- **What you have to do**: Please transcribe every line of the items below word for word, omitting the pictures.

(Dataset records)
** BEGIN **
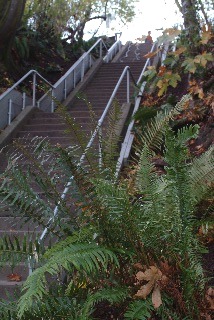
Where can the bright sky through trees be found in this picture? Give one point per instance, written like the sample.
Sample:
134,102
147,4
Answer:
150,15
** END **
- **Answer in full**:
Where can the bright sky through trees be found in this picture? Give one point per instance, written like the sample.
Sample:
134,102
147,4
Answer:
150,15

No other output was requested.